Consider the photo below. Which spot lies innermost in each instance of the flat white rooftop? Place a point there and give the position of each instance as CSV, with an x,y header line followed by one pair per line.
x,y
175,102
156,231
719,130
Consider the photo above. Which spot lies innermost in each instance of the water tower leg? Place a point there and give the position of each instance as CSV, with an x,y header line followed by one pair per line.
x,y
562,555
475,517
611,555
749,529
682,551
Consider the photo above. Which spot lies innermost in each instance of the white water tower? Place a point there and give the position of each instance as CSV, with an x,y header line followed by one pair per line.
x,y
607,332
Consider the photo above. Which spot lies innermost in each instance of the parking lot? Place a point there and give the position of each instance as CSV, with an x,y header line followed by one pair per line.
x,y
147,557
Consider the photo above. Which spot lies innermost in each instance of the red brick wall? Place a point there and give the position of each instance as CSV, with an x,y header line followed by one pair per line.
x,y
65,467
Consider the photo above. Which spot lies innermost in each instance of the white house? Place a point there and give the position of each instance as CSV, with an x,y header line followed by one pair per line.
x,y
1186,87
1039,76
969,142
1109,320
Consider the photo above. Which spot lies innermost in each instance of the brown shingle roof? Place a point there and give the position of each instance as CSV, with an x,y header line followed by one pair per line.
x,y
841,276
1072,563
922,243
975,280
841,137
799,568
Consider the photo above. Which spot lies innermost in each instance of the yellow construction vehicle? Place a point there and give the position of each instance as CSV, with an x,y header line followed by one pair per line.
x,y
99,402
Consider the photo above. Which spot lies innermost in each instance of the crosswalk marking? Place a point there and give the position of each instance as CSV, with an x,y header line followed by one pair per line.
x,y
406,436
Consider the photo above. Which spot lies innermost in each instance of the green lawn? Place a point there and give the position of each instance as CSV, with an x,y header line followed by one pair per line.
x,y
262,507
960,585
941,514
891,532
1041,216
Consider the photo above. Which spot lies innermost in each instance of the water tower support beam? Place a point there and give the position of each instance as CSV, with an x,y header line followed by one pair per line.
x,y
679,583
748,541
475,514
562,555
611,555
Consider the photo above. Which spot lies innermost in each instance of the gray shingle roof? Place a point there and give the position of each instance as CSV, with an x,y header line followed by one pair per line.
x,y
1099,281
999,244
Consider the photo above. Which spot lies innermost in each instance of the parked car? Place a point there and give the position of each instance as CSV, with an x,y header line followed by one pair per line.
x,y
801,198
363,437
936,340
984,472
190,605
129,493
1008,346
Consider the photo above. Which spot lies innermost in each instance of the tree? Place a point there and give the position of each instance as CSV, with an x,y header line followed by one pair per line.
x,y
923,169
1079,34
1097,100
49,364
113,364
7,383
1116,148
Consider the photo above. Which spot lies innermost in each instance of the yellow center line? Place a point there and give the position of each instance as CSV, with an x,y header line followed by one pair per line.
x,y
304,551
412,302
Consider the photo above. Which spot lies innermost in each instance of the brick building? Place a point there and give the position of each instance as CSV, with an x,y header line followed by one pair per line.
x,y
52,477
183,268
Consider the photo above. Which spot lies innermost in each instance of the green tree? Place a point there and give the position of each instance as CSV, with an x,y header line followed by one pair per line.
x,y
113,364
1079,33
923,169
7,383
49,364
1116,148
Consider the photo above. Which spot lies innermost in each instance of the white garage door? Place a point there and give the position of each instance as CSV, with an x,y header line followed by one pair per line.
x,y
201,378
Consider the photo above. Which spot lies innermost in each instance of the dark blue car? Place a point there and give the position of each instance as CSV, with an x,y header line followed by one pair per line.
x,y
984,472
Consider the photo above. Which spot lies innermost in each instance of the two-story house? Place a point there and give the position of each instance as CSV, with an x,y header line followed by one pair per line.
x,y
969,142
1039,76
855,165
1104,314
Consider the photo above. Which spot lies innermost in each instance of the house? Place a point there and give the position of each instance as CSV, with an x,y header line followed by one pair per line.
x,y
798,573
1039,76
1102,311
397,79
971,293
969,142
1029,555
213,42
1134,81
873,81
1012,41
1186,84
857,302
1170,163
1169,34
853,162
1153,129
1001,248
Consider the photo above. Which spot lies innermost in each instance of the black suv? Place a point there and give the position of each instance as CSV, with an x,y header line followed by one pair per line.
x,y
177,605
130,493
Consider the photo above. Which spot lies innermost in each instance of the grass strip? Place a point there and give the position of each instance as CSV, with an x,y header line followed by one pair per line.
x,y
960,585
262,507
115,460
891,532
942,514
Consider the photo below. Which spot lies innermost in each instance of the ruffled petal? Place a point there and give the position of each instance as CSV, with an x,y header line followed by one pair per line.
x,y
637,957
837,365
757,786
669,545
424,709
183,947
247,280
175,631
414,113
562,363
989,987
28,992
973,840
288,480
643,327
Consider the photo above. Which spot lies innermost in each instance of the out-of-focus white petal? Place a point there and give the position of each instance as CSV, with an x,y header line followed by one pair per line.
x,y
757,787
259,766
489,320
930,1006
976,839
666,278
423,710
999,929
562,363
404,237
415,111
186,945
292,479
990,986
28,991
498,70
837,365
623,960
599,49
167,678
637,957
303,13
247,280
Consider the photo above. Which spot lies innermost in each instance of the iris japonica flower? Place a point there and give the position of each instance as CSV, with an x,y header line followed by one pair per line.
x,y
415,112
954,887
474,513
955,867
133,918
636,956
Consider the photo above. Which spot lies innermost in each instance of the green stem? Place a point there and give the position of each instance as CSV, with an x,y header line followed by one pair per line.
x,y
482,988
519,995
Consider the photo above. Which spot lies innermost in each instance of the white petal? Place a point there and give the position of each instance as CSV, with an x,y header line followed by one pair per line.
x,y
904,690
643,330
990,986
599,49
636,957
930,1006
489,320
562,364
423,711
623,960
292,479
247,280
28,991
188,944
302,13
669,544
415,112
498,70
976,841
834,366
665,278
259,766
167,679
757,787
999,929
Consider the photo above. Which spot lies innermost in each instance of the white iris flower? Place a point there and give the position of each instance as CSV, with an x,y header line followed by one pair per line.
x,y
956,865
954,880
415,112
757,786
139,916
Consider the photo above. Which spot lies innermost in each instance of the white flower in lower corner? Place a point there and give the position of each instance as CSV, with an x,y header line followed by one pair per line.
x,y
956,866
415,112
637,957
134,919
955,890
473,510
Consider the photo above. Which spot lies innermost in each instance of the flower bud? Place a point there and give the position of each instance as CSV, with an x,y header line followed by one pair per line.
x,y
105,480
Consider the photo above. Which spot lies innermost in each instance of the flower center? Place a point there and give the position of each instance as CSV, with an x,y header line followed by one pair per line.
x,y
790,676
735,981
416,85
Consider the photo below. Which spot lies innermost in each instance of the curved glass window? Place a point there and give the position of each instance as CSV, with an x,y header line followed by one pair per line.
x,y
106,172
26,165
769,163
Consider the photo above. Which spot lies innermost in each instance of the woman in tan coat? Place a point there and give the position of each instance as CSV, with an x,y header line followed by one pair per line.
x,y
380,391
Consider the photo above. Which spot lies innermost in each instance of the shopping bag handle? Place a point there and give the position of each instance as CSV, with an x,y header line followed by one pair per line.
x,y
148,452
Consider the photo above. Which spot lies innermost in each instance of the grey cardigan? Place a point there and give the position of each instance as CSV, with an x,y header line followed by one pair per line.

- _SET TASK_: Reproduce all of the entries word for word.

- _REPLY TO THE EXERCISE_:
Consider the photo below. Which spot lies innermost in each instance of the flat white rooftop? Place a point there and give the position of each instance as CSV, with an x,y header line followed by one pair per line.
x,y
175,102
156,231
719,130
Consider the photo above. Which spot lies innermost in each instance of the water tower leg? Place a point there and give the position of each instance as CSV, with an x,y header line followed by one pair per line.
x,y
562,555
475,517
611,555
749,529
682,551
Consider the photo above. Which spot lies innermost in each instance of the white water tower? Place a point there and give the position of each instance as CSV, with an x,y header line followed by one pair per line.
x,y
607,332
Consider the photo above. Which spot lies innermost in each instance of the parking lot? Place a point there and give the position of each instance as CSV, with an x,y header line followed by one pair per line.
x,y
147,557
Consider the photo above. Which spot lies innermost in each instance of the red brick wall? Place a point there and give the position of each instance as CSV, with an x,y header line followed by one pair per line.
x,y
65,467
Consider the photo above. Which spot lies innermost in each instance of the white house? Place a point there and give the position of each instance as CSV, with an x,y header line followed by one pair per line.
x,y
1186,87
1039,76
969,142
1109,320
Consider the photo above. Which spot lies innermost in each instance of the brown shingle roof? Place a point there and give the position of each instance as CSV, with an x,y header line followed by one pair per line.
x,y
841,276
1072,563
922,243
975,280
841,137
799,568
Consider the photo above. Which spot lies innermost in each instance of the yellow construction vehicle? Place a point there and give the position of each instance as CSV, with an x,y header line followed by one pair per line.
x,y
99,402
Consider the photo above. Which spot lies innermost in each instance of the crosswalk marking? Place a point there and give the position of each instance as CSV, with an x,y header line followed by one pair per line.
x,y
406,436
Consider the photo above. Which spot lies innermost in each instance of the green lawn? Place a point there and give the position of each instance as CSV, with an x,y header line followed by one pair per line.
x,y
262,507
960,585
941,514
891,532
1041,216
Consider the photo above. Which spot lies innermost in each instance of the water tower support beam? Place a point there and give the position of each instance as CSV, with an x,y header line followed by one pair per line.
x,y
679,583
748,541
475,514
562,555
611,555
Consider the photo above. Which spot lies innermost in each instance of the gray shingle roof? Place a point there and give the position of each instance as CSV, with an x,y header line followed by one pair per line.
x,y
1099,281
999,244
Consider the photo above. Which spot lies innermost in each instance of the parked car? Place a point there and give the position of each instance as CSV, with an x,y header line followed by one pair per line.
x,y
801,198
363,437
936,340
984,472
190,605
129,493
1008,346
Consider the photo above. Which spot lies innermost in each instance of the tree? Place a point there and give the position of each instance as CSV, with an x,y header line followed by one pair per line.
x,y
923,169
1079,34
1097,100
49,364
113,364
7,383
1116,148
Consider the photo above. Which spot lies innermost in each instance of the yellow center line? Place a point there and give the position of each instance as CSV, with an x,y header line followed by one pair per line.
x,y
304,551
412,302
Consider the photo above. Which spot lies innermost in each instance of the brick building? Place a point there and give the position of each instance as CSV, with an x,y header line followed by one pair per line.
x,y
52,477
183,268
Consider the photo above. Which spot lies innermost in each instance of the green tree? Place a point there and give the position of each instance as CSV, with an x,y header line followed by one pair per line.
x,y
113,364
1079,33
923,169
7,383
49,364
1116,148
Consider the photo above. Which spot lies innermost in each instance of the white garage door? Place a point there and give the position of each instance as CSV, with an x,y header line followed by one pair per line.
x,y
201,378
Consider the photo above. Which spot lies innermost in each instance of the dark blue car? Place a point there and give the position of each instance as CSV, with an x,y header line followed by one pair per line.
x,y
984,472
Consider the photo above. Which spot lies innermost in each instance of the two-story house? Place a point there and give the position of each instance as CSV, with an x,y header line followed by one pair per line.
x,y
969,142
1039,76
855,165
1104,314
Consider the photo above. Which spot lies innermost in each instance of the house? Place a point there and give the position of each instance as CSV, with an x,y header line followed by one pair per line.
x,y
798,573
1039,76
1102,311
397,79
971,293
969,142
1029,555
213,42
1134,81
873,81
1012,41
1186,84
857,302
1170,163
1169,34
853,162
1153,129
1001,248
Consider the photo above. Which spot lies innermost in each instance of the black suv? Place a point there and give the position of each instance as CSV, with an x,y header line followed by one pair per line.
x,y
177,605
130,493
Consider the photo above. Which spot lies innermost in each instance of the grass strip? Place a point there and give the position of each instance as CSV, with an x,y header line followed by one pair per line.
x,y
960,585
262,507
115,460
891,532
942,514
Consider the photo below. Which spot lies innermost in each instance of the ruffled petal? Place a point there and give the position of each instance as CSV, with an x,y header line followed by one pair per line.
x,y
637,957
837,365
757,786
669,545
424,709
183,947
247,280
175,631
414,113
562,363
989,987
28,992
973,840
288,480
643,327
Consider the photo above. Which spot lies innermost in each instance of the out-of-focus white petal? Place a point there and give the position of each instance as CSV, with an x,y header line followed by one pair per line.
x,y
757,787
259,766
489,320
930,1006
976,839
666,278
423,710
999,929
562,363
404,237
415,111
186,945
292,479
990,986
28,991
498,70
837,365
623,960
599,49
167,678
637,957
303,13
247,280
Consider the photo above. Which spot lies innermost in each instance of the iris japonica flower? Place a point there and give the position of each instance as CSV, with an x,y header line followed by one pair per line.
x,y
415,112
954,887
474,513
955,867
133,918
636,956
Consider the photo above. Which spot lies innermost in each instance of the green stem? Place a point there and give the position of each instance as CSV, with an x,y header line followed by one pair per line.
x,y
482,988
519,995
Consider the photo above. Which spot lies innermost in each instance of the white petal? Place a point there and give the position of each instance as CSV, with an x,y header line followed by one pair per line.
x,y
904,690
643,330
990,986
599,49
636,957
930,1006
489,320
562,364
423,711
623,960
292,479
247,280
28,991
188,944
302,13
669,544
415,112
498,70
976,841
834,366
665,278
259,766
167,679
757,787
999,929
Consider the photo above. Which spot lies innermost in each instance of the white iris flower? Place a point there and give the position of each instance as CSV, with an x,y header line followed by one pair per line.
x,y
956,865
954,880
415,112
757,786
139,916
Consider the photo above. Which spot lies innermost in each instance of the white flower in lower corner? Place a point there and give the position of each instance as CSV, with an x,y header line followed by one pair per line.
x,y
956,866
415,112
637,957
134,919
955,890
473,510
Consider the photo above. Which spot lies innermost in each instance of the flower bud? Place a point there and give the position of each instance as CSV, with an x,y header line followed by one pair per line.
x,y
105,480
Consider the photo above. Which spot lies innermost in each instance of the flower center? Place a point there and give the position of each instance as CSV, with an x,y header line followed by one pair per line.
x,y
790,676
735,981
416,85
Consider the photo below. Which spot lies innermost in each instance of the curved glass window? Place a point there and give the position of each instance as CSV, with an x,y header line followed by one pair per line.
x,y
106,172
26,165
769,163
Consider the photo above. Which spot lies innermost in each instance of the woman in tan coat? Place a point there and give the position of each instance as CSV, with an x,y header line followed by one pair per line.
x,y
380,391
Consider the photo above. Which spot lies innermost in each instance of the shopping bag handle? Place a point there and give the position of each instance as CSV, with an x,y header line followed by one pair per line.
x,y
148,452
Consider the photo above. Which spot lies innermost in each instance of the grey cardigan? Place a point there and give the position of each instance as CSV, with an x,y header line followed by one pair per line.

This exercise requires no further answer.